**Exercise passage**
"""
Cartoon, Farmers Weekly, 26 July 2002
Alistair McConnachie writes: One year on from the world's worst outbreak of Foot and Mouth, alleged to have reached these shores via illegally imported meat. So just what is the government doing to keep out illegal imports?

Sniffer Dogs
Sovereignty has been calling for sniffer dogs at every port of entry in Britain, and amnesty bins for illegal food imports, since the start of the FMD outbreak. Action so far?

According to a report in The Times on 21 August 2002, the government plans to reveal two specially trained food sniffer dogs which will work at Heathrow sometime in September. That is "two" dogs, as in, one... two ...dogs. They will be trained to detect meat, fish and other animal products inside luggage and freight containers arriving at the airport.

But spare a thought for the pair. As an NFU spokesman said, "Two detector dogs are a start but something nearer 200 are required to provide the level of protection that British livestock deserve. Those two dogs will have their work cut out checking the 219,178 bags that arrive at Heathrow every day."

Apparently DEFRA want to ensure the pair are successful before expanding the scheme. Also DEFRA are "considering" X-ray equipment to scan containers and personal baggage for organic material, and "considering" the introduction of "amnesty bins" into which passengers can deposit illegal food.
"""
**Given information**
"""
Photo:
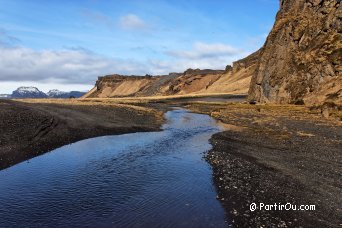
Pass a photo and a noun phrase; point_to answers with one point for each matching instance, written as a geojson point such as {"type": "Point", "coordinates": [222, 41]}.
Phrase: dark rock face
{"type": "Point", "coordinates": [301, 59]}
"""
**Task requirements**
a – In the article on illegal food imports, reproduce the text from "Cartoon, Farmers Weekly, 26" up to and including "out illegal imports?".
b – In the article on illegal food imports, how many bags does the NFU spokesman say arrive at Heathrow every day?

**Written responses**
a –
Cartoon, Farmers Weekly, 26 July 2002
Alistair McConnachie writes: One year on from the world's worst outbreak of Foot and Mouth, alleged to have reached these shores via illegally imported meat. So just what is the government doing to keep out illegal imports?

b – 219,178 bags